**What needs to be done**
Only the lines from the line holding "of the glossy" through the final line of the entries below are to be returned, exactly as they stand.

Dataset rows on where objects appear
## BEGIN
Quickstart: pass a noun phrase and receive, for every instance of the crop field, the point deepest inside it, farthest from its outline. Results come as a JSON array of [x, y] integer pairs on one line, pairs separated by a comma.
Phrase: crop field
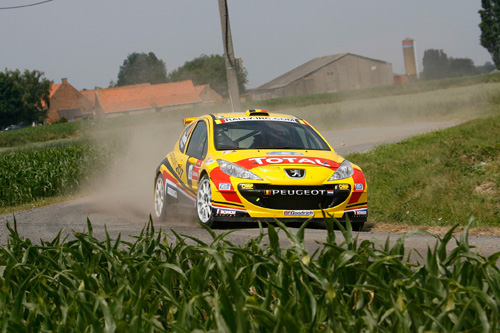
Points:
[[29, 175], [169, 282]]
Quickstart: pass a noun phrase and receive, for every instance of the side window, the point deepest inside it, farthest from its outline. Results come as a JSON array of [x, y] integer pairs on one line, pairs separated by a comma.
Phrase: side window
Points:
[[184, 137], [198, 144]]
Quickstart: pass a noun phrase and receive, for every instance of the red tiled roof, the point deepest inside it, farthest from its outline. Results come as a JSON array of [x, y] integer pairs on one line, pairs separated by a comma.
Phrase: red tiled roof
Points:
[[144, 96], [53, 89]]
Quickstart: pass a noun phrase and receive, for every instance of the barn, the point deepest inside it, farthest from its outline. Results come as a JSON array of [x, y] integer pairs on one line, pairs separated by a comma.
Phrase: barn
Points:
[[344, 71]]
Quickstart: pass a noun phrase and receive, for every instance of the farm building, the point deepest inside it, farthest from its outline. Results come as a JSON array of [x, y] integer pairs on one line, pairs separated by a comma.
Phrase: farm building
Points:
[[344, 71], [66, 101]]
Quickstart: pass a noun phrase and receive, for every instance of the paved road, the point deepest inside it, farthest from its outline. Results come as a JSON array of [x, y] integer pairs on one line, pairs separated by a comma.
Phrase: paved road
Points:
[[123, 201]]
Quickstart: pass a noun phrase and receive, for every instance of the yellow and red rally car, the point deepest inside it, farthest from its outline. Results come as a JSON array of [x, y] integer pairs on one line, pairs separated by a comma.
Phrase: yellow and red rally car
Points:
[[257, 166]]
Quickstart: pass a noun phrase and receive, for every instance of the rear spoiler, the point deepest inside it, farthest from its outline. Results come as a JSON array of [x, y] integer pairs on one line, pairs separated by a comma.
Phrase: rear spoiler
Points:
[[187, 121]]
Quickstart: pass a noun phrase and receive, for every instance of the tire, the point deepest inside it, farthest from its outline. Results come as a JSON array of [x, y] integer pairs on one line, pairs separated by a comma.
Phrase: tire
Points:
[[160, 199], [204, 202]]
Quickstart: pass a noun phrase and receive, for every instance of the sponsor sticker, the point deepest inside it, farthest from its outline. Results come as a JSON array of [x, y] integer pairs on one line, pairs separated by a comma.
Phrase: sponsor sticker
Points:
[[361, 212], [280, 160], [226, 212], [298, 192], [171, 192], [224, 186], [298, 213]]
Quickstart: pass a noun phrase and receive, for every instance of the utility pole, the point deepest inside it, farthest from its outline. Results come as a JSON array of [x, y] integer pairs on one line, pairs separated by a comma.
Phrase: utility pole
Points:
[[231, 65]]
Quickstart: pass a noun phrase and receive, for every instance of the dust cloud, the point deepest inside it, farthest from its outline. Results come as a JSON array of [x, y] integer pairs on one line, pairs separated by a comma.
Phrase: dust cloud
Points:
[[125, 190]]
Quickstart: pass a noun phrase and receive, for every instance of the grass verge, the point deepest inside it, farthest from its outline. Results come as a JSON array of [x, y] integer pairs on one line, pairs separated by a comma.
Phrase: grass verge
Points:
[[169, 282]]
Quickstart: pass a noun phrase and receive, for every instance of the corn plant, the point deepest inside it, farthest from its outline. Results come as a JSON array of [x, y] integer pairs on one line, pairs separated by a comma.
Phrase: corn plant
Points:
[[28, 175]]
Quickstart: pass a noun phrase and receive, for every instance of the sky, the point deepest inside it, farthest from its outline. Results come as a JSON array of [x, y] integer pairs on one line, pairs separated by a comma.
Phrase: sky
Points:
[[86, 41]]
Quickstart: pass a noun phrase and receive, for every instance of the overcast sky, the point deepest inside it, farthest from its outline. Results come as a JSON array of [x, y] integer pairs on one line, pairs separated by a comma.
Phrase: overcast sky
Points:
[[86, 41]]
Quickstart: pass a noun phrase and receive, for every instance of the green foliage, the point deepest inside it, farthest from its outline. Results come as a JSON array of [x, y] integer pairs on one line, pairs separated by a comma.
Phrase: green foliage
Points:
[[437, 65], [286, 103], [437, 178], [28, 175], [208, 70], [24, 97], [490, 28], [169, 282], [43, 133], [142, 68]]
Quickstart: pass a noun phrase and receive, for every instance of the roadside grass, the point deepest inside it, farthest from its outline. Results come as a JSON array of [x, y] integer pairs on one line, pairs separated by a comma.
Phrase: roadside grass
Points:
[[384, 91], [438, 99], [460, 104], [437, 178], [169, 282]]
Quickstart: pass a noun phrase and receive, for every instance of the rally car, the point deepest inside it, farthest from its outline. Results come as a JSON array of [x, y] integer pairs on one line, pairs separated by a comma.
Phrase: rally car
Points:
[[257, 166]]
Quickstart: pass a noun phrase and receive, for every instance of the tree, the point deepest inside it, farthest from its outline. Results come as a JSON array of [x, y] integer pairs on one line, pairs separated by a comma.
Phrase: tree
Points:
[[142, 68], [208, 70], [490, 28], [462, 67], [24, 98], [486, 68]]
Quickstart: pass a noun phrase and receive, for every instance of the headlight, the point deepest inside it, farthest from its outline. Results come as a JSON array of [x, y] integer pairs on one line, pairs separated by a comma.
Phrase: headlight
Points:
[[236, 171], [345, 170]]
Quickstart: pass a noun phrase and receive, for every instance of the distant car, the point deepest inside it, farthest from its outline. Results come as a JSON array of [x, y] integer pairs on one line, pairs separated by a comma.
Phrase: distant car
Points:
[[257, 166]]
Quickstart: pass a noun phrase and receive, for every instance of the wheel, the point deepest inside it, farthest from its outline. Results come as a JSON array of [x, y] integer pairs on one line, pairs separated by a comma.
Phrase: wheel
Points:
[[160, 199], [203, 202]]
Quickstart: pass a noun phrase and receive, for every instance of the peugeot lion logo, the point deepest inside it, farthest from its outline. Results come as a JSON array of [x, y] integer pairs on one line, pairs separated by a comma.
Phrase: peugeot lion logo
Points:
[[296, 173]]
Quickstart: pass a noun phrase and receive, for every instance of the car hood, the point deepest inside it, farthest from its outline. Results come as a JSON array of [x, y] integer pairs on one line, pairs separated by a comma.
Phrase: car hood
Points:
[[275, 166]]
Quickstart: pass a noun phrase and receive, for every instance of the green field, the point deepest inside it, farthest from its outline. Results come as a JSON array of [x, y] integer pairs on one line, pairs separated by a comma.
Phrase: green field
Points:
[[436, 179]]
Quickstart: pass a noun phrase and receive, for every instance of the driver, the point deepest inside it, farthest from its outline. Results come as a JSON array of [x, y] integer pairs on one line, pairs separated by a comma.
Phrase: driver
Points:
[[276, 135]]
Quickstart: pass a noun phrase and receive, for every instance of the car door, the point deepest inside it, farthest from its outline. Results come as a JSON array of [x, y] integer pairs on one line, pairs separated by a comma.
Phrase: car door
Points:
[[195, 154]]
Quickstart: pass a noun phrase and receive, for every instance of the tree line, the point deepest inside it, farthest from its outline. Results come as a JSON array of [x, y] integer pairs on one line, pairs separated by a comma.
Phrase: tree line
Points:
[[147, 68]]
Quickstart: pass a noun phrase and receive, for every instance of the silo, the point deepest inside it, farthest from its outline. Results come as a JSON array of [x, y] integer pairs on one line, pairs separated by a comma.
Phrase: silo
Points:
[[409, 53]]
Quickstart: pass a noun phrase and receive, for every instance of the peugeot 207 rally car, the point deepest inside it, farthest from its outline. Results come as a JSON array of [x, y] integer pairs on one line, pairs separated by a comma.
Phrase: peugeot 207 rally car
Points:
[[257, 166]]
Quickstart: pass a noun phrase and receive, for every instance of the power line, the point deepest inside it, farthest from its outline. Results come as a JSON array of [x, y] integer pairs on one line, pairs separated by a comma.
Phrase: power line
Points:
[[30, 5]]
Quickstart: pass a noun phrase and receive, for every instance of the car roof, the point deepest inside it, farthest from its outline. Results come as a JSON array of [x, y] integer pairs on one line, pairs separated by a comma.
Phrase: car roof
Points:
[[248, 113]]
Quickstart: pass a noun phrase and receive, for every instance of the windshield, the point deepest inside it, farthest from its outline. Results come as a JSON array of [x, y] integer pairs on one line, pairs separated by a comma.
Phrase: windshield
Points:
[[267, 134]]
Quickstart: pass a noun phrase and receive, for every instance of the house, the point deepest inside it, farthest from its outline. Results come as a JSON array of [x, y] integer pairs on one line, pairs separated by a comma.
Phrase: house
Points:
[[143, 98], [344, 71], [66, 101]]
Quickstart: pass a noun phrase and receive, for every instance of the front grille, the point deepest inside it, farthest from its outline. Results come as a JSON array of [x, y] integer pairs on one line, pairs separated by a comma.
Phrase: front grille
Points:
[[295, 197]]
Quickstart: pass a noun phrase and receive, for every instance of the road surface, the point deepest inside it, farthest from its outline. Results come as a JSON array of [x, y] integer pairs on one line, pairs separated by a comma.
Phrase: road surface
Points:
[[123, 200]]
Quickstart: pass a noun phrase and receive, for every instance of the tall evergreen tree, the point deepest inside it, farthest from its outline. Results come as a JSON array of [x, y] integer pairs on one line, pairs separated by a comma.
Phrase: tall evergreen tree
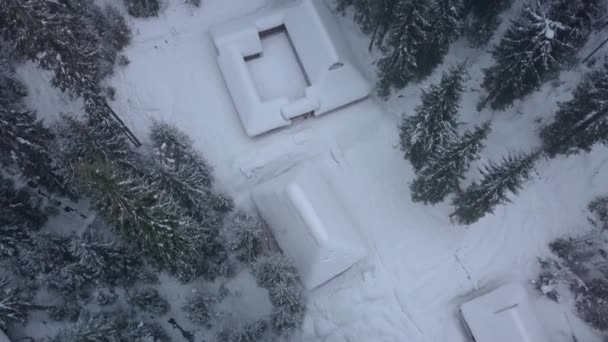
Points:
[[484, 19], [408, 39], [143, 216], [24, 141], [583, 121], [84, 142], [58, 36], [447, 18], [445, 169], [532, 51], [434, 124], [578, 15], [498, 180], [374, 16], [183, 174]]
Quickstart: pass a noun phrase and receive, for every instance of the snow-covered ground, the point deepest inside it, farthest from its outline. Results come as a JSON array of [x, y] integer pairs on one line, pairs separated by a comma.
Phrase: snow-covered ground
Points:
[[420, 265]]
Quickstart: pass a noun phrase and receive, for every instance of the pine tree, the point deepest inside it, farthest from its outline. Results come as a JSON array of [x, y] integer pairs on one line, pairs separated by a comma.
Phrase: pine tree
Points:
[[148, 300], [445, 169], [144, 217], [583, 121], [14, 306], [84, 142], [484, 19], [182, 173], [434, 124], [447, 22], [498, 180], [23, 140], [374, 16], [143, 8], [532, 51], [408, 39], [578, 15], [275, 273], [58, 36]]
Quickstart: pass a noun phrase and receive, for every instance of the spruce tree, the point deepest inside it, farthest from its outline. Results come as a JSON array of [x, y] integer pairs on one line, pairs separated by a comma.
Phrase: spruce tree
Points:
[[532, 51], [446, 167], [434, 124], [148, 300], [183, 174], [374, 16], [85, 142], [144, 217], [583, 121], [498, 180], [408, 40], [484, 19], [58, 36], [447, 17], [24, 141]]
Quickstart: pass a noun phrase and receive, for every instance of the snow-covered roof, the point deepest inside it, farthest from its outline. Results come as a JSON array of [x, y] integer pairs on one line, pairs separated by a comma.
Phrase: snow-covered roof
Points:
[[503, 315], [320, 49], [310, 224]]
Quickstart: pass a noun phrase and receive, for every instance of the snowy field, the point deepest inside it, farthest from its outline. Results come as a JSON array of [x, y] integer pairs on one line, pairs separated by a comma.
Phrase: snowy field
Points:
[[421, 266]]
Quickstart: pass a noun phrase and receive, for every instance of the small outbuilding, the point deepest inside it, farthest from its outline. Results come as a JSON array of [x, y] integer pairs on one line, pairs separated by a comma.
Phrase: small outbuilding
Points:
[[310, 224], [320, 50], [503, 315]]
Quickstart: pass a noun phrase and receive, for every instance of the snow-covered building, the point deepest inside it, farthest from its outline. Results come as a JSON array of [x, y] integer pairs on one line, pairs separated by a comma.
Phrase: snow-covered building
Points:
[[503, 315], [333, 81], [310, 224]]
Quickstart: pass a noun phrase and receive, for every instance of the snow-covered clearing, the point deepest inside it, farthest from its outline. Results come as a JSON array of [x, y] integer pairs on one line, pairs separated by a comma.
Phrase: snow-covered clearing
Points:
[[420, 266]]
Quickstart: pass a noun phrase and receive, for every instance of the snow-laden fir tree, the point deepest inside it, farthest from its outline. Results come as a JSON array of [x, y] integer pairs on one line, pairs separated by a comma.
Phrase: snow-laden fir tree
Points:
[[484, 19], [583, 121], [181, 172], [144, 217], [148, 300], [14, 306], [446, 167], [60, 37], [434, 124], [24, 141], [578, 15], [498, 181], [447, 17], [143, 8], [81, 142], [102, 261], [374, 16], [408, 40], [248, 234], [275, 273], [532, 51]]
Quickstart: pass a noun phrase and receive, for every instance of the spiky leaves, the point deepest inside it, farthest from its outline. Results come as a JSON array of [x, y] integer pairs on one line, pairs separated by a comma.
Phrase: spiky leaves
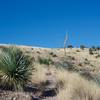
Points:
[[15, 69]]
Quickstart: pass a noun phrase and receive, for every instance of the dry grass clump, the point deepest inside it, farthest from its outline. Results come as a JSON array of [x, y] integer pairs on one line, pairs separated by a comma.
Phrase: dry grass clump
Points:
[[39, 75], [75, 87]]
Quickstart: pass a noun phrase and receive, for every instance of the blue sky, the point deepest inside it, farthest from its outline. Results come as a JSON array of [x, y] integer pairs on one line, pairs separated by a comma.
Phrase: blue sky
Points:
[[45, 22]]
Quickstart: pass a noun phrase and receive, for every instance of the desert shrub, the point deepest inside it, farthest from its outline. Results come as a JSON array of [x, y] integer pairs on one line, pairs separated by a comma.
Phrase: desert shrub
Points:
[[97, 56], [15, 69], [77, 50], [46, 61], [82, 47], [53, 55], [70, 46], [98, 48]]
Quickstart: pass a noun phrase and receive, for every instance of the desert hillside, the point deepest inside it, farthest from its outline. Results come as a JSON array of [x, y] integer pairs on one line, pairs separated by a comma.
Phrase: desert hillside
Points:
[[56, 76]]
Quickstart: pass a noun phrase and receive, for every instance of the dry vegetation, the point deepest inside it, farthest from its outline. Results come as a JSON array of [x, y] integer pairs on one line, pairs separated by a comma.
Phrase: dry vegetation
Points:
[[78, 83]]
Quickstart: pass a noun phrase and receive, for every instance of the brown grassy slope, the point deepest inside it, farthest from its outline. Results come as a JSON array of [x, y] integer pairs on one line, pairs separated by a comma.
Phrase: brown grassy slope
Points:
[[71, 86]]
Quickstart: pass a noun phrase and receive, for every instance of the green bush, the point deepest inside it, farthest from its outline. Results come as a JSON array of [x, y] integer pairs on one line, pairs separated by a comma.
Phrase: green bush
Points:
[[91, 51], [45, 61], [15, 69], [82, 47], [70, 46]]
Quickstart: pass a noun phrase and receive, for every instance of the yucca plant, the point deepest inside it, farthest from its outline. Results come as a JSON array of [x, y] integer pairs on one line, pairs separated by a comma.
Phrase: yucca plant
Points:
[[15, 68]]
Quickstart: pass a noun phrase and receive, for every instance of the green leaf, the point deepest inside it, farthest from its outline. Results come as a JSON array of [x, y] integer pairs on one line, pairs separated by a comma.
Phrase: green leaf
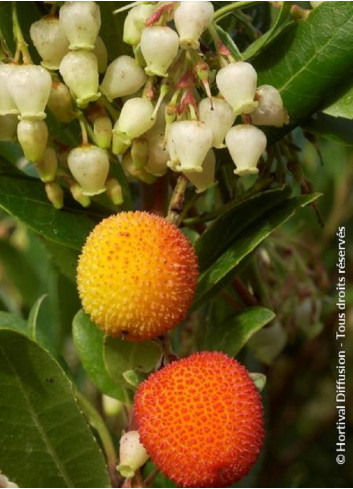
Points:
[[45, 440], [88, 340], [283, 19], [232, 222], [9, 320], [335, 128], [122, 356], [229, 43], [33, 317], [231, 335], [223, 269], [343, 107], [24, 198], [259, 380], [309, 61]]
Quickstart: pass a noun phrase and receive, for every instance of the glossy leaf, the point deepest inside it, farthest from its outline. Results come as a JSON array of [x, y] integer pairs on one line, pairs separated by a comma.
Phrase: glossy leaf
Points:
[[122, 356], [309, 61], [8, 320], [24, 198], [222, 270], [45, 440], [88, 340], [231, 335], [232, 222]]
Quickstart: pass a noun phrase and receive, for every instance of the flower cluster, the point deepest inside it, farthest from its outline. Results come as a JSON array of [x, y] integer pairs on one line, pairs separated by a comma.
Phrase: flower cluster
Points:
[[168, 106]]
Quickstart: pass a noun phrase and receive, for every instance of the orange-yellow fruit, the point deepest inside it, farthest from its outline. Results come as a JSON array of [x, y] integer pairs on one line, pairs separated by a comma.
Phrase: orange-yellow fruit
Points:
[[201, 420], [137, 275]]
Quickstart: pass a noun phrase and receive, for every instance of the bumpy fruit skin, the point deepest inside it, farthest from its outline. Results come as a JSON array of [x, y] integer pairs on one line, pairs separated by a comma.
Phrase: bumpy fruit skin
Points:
## END
**Solved exercise**
Quickstart: pass a noun phrase and receive, for every instance of the glossy leaf, the point deepest inside it, farthest from its outline. Results come as a JSON array of [x, y] integer pairs on one line, pairs separated by a comma.
Phrase: glossy leaf
Points:
[[122, 356], [309, 61], [8, 320], [24, 198], [222, 270], [45, 440], [88, 340], [231, 335], [232, 222]]
Quickstart: pass a noun phrase and receive, for every instance of the flower cluster, the point deepest inside it, farthest from its outline. Results come as a JSON array of [x, y] integer pairs on one line, pairs separated by a comma.
Phrase: flower cluster
Points:
[[168, 106]]
Quickstart: pass a noun phrase and receive, for every instance of the orange-yellow fruit, the point deepest inside it, farthest from its outline. Results come as a JSON array of [x, y] integer pairs on one line, pairs separated by a comma.
Phrase: orange-yellow fruit
Points:
[[201, 420], [137, 275]]
Quickstart: pass a noun phrase and receive, for every instance of the bumpy fruit skin, the point deepest inside it, farthest from its outline. Results come as a JSON array of [x, y] integer pairs on one line, pairs separated by a comma.
Phrase: bumpy fruit skin
Points:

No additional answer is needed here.